Tally the lines in the listing below that contain the string "left", treating case as significant. Reply with the number alone.

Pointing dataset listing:
━━━━━━━━━━━━━━━━

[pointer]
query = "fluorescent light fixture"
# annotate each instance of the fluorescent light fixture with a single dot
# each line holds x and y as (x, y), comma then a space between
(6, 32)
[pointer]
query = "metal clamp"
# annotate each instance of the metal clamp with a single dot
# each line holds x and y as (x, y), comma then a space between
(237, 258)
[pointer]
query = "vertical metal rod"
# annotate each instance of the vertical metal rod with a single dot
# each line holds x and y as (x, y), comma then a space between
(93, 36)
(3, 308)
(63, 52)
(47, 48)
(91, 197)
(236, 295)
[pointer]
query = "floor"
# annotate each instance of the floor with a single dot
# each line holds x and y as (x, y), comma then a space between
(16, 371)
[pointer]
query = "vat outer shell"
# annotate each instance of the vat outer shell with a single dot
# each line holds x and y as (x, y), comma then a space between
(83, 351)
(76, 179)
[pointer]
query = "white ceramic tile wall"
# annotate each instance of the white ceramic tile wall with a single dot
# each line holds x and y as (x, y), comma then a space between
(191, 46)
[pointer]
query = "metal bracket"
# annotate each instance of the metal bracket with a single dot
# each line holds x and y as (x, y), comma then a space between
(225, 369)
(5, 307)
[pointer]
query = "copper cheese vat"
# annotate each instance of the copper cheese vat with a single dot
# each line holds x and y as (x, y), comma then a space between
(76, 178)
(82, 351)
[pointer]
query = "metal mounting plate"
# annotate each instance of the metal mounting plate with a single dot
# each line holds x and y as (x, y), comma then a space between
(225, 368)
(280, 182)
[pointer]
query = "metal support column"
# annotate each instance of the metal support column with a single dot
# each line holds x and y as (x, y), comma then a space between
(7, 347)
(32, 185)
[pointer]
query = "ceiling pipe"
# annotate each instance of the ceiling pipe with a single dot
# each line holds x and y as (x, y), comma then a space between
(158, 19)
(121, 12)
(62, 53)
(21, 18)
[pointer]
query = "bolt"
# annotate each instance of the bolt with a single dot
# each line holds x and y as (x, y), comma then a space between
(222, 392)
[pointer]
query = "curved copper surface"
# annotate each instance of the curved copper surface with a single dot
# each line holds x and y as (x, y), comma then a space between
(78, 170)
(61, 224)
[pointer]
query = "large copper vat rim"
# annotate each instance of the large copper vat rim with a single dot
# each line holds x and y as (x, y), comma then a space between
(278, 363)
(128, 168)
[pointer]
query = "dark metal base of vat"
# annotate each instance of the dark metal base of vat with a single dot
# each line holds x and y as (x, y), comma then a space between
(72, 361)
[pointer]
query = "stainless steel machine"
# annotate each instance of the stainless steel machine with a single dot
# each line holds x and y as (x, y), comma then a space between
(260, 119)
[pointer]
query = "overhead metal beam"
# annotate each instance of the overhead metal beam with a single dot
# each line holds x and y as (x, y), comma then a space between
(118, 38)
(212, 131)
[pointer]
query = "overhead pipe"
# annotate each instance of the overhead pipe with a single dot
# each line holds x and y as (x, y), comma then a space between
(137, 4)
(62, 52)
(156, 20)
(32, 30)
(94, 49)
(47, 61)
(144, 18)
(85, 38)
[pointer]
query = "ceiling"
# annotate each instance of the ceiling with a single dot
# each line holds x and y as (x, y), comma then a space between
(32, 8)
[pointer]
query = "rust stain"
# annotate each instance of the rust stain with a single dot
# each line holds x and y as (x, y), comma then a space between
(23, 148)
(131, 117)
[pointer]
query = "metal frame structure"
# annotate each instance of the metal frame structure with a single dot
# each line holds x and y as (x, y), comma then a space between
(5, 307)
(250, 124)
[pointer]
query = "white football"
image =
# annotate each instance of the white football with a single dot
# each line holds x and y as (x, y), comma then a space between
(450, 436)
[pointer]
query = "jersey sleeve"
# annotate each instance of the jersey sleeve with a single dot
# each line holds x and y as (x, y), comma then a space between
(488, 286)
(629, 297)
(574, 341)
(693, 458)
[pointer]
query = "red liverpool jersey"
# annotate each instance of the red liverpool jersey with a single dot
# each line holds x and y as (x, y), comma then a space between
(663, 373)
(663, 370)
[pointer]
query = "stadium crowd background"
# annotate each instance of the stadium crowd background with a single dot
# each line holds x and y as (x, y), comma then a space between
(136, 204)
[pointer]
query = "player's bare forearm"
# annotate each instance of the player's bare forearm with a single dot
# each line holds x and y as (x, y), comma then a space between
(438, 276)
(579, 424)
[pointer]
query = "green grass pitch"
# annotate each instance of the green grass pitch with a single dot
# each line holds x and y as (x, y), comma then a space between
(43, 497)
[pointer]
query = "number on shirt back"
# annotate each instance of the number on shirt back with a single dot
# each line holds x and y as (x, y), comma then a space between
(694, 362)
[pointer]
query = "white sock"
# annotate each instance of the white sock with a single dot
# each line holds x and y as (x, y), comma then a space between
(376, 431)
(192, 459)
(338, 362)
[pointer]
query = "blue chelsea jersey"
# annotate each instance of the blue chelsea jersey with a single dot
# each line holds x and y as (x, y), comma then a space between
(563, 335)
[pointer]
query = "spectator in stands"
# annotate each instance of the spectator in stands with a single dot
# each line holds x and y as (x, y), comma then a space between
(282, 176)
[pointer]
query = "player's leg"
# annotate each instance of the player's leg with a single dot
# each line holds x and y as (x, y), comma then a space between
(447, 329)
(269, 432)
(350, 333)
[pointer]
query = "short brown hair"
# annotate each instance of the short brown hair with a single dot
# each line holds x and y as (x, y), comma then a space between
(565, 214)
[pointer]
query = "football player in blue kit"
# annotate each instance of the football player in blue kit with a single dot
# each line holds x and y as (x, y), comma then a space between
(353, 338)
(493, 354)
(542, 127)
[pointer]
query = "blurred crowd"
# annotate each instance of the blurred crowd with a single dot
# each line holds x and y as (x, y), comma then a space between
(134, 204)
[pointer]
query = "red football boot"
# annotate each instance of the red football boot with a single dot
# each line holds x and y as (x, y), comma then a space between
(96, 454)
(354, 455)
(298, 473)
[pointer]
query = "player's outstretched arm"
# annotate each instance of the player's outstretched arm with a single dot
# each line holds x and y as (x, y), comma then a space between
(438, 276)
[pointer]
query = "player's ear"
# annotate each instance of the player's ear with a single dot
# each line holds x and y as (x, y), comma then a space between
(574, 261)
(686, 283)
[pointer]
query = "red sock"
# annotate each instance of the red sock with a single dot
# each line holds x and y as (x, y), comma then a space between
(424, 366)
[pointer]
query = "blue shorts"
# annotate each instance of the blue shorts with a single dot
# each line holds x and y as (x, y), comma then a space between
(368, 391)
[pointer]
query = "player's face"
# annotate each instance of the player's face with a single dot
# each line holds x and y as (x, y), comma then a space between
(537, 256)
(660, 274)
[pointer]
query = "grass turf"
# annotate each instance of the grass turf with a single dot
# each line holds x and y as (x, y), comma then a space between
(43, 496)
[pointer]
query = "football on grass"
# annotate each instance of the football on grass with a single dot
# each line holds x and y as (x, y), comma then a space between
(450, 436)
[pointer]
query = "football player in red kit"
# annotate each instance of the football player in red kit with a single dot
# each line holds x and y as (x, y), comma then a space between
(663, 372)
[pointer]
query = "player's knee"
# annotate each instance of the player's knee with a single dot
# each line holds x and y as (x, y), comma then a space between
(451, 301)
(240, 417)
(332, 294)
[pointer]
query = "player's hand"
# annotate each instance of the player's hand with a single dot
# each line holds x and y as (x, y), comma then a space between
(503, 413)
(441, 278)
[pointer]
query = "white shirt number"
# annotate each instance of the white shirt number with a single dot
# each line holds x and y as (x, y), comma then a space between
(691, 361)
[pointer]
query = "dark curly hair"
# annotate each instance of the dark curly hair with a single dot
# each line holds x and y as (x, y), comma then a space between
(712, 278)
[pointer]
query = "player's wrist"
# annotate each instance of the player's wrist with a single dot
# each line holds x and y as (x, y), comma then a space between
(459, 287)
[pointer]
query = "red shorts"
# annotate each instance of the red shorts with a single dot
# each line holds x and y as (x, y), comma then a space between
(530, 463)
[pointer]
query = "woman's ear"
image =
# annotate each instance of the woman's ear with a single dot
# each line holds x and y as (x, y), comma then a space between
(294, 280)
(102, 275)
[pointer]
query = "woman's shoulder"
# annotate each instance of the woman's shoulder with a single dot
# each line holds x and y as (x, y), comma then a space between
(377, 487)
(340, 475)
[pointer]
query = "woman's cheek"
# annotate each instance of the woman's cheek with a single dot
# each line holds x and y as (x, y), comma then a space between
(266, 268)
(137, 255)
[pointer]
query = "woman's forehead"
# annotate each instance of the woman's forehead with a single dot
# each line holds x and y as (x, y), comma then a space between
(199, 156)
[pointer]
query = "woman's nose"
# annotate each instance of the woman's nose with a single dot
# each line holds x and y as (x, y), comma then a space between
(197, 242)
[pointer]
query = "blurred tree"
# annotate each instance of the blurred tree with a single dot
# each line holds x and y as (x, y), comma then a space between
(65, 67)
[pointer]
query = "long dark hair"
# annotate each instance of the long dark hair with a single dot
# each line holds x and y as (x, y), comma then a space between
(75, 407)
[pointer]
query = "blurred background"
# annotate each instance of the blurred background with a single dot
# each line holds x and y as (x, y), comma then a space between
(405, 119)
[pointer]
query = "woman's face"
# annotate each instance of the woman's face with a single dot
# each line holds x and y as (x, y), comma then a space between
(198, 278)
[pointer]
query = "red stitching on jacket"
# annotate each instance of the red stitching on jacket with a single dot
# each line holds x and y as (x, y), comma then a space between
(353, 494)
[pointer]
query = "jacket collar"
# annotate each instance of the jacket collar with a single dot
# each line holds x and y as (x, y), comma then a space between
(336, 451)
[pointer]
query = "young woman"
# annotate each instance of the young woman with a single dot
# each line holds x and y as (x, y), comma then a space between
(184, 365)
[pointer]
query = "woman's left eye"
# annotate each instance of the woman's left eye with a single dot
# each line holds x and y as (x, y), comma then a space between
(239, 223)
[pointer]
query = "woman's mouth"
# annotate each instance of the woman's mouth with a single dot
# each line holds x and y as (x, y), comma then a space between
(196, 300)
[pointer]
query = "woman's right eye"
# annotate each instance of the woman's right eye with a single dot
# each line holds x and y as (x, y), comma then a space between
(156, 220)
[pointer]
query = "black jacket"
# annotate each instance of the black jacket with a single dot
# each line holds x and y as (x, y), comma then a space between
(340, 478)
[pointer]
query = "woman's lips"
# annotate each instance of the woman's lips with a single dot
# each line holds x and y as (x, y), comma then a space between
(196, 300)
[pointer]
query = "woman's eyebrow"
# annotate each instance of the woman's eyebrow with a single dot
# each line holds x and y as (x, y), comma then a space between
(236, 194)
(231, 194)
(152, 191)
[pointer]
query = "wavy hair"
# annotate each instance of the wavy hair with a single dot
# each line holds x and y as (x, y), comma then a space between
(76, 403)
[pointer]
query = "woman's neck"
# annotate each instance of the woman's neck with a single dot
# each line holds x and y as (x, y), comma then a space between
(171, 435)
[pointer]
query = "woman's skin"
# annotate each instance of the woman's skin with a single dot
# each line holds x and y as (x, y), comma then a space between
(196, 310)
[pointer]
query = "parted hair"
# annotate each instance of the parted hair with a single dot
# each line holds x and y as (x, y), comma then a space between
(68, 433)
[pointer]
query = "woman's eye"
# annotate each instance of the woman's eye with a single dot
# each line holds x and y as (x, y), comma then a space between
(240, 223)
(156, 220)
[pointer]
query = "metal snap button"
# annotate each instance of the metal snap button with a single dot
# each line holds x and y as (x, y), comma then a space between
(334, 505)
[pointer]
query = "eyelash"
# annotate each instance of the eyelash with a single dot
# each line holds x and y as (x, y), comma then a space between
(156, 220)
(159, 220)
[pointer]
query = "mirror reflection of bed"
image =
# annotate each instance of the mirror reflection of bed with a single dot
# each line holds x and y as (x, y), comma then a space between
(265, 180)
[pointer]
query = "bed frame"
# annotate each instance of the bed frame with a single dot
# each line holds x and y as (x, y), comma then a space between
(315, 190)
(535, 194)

━━━━━━━━━━━━━━━━

• RESULT OF THIS TASK: 2